Directive: Copy all the entries below word for word, omitting the pictures.

Collection entries:
┌────────

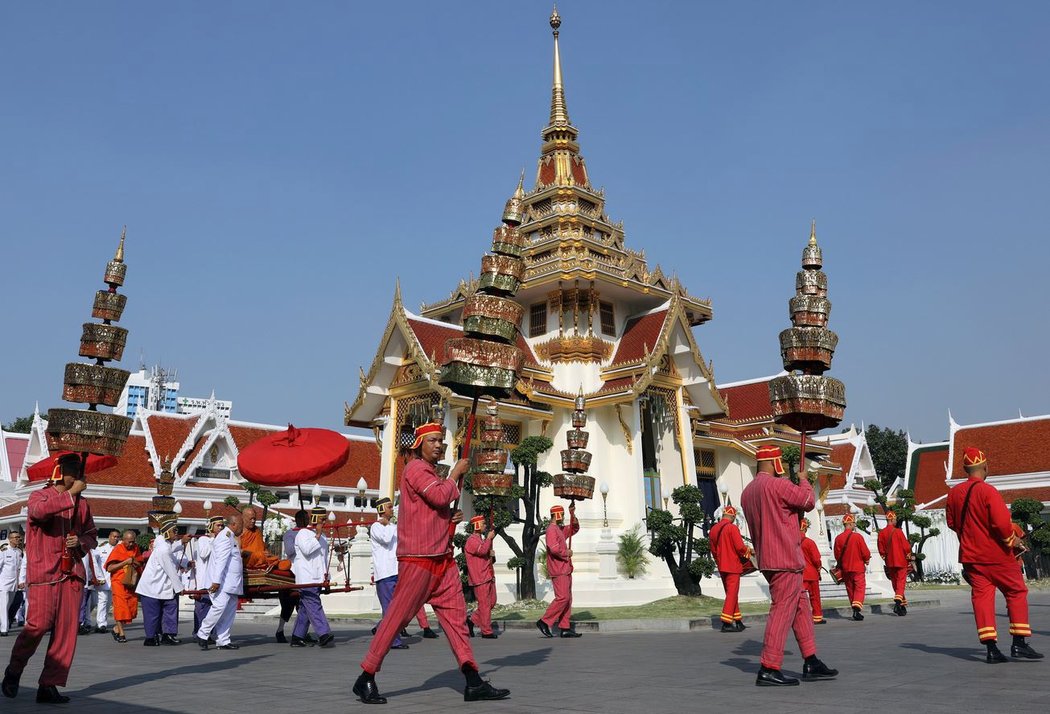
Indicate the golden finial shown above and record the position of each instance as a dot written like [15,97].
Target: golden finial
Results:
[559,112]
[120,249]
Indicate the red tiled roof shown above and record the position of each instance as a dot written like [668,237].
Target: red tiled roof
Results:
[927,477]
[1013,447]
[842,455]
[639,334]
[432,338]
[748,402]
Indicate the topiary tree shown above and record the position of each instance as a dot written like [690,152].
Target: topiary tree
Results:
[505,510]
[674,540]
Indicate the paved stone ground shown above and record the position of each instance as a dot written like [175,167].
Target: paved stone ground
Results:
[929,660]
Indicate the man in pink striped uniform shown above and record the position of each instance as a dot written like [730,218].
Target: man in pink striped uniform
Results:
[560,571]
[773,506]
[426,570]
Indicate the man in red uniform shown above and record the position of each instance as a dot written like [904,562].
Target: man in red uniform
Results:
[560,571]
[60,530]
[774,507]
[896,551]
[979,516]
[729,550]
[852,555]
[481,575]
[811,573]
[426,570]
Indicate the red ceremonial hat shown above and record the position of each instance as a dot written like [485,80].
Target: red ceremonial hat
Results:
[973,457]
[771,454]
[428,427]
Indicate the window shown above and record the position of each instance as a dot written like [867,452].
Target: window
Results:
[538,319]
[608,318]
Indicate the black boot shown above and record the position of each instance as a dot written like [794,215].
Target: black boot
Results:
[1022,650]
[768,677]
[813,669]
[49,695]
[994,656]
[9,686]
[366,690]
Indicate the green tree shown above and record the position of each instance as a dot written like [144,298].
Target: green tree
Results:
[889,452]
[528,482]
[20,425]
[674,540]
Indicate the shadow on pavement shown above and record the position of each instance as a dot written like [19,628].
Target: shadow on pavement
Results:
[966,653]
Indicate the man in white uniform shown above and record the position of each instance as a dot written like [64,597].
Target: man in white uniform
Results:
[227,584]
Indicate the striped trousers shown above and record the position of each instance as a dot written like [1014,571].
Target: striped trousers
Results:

└────────

Answer to the task:
Indicate the golden finial shown above and record the position of each instance as a dot written like [15,97].
Target: golden finial
Results:
[559,112]
[120,249]
Indicate the red tiled roof shown above and record the position of each instance as a dot written like [668,237].
Target: red tiled roof
Results:
[927,477]
[1013,447]
[842,455]
[639,334]
[432,338]
[748,402]
Indicate the topiary tree shown above and record the position of each instance as a dot written like [690,152].
Target: topiary tree
Results:
[505,510]
[674,540]
Indicate the paved stone ground shown above and record the position of each instance as a dot written like [175,167].
Target: paved stone ground
Results:
[929,660]
Indicate the man in pink striped uniform shown above and record the position of each instance as a dot written like [730,218].
Target: man in pink striped uniform
Results:
[560,571]
[773,506]
[426,570]
Indicate the man in red uniform shown above and record the position of each instance as a dot written like [904,562].
Target: man in red uniform
Results:
[560,571]
[60,530]
[774,507]
[896,551]
[979,516]
[729,550]
[852,555]
[481,575]
[811,573]
[426,570]
Indicate the red ceremonial hat shown above and record the position of each instance as a dot written like [485,80].
Target: red ceremonial hat
Results:
[973,457]
[771,454]
[428,427]
Indicate the window shown above and record the position of each instance as a dot written like [867,452].
Target: window
Results:
[538,319]
[608,318]
Indicate the black boot shown above and record the position of each instance as a dot written like [794,215].
Target: black boot
Results:
[1022,650]
[768,677]
[813,669]
[49,695]
[994,656]
[9,686]
[366,690]
Indicate the green tree shown above and record the position of each instance as a dot written like [144,298].
Target: green tree
Results:
[889,452]
[528,482]
[20,425]
[674,540]
Indicate the shadow on pavement shown above and record the position of each instance as a dot written like [19,628].
Target: shadow on pavement
Results:
[966,653]
Indicate the man in white uniform shown above and record the position of each instance as a dot written like [64,597].
Target: man in white uniform
Results:
[227,584]
Indicate the striped trousers shown above and record the position of each instance as a dot written like [1014,571].
Target: striped trousers
Results:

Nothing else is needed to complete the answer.